• What to produce:
Set down the data that follows, exactly and completely.

• Items from a data source:
· · ·

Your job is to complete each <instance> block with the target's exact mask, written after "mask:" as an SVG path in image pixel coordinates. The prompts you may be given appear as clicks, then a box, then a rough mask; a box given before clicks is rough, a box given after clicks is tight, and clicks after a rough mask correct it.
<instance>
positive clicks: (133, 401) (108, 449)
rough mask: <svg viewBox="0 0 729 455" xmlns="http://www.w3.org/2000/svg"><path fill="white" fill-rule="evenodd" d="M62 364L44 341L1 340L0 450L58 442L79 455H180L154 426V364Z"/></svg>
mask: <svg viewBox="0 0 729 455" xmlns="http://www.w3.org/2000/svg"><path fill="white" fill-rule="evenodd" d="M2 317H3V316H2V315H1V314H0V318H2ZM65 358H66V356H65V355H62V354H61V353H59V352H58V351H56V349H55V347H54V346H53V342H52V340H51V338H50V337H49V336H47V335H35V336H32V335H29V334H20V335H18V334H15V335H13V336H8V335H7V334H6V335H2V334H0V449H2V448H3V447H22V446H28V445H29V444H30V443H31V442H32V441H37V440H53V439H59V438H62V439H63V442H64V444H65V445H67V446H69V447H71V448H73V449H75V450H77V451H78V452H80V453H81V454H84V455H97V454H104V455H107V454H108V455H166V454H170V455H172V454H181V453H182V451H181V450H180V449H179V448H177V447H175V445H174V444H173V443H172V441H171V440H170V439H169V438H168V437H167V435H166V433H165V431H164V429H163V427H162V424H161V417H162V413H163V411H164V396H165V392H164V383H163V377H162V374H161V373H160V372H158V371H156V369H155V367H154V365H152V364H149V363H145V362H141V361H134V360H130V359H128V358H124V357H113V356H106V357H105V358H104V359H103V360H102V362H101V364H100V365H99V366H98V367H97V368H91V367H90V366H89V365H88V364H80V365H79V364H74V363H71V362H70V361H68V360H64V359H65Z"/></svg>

· · ·

• Task answer:
Your job is to complete each <instance> block with the target's exact mask, written after "mask:" as an SVG path in image pixel coordinates. The prompts you may be given appear as clicks, then a box, then a rough mask; a box given before clicks is rough, a box given after clicks is tight, and clicks after a rough mask correct it.
<instance>
positive clicks: (133, 401) (108, 449)
rough mask: <svg viewBox="0 0 729 455" xmlns="http://www.w3.org/2000/svg"><path fill="white" fill-rule="evenodd" d="M62 364L44 341L1 340L0 450L58 442L79 455H180L154 426V364Z"/></svg>
mask: <svg viewBox="0 0 729 455" xmlns="http://www.w3.org/2000/svg"><path fill="white" fill-rule="evenodd" d="M2 317H3V316H2V315H1V314H0V318H2ZM65 358H66V356H65V355H62V354H61V353H59V352H58V351H56V349H55V347H54V346H53V342H52V340H51V338H50V337H49V336H47V335H35V336H32V335H29V334H20V335H18V334H15V335H13V336H8V335H7V334H6V335H2V334H0V449H2V448H3V447H22V446H28V445H29V444H30V443H31V442H32V441H37V440H53V439H59V438H62V439H63V442H64V444H65V445H67V446H69V447H71V448H73V449H75V450H77V451H78V452H80V453H81V454H84V455H97V454H104V455H107V454H108V455H166V454H170V455H172V454H181V453H182V451H181V450H180V449H179V448H177V447H175V445H174V444H173V443H172V441H171V440H170V439H169V438H168V437H167V435H166V433H165V431H164V429H163V427H162V424H161V417H162V413H163V411H164V396H165V392H164V383H163V377H162V374H161V373H160V372H158V371H156V369H155V367H154V365H152V364H149V363H145V362H141V361H134V360H130V359H128V358H124V357H113V356H106V357H105V358H104V359H103V360H102V362H101V364H100V365H99V366H98V367H97V368H91V367H90V366H89V365H88V364H80V365H79V364H74V363H71V362H70V361H68V360H64V359H65Z"/></svg>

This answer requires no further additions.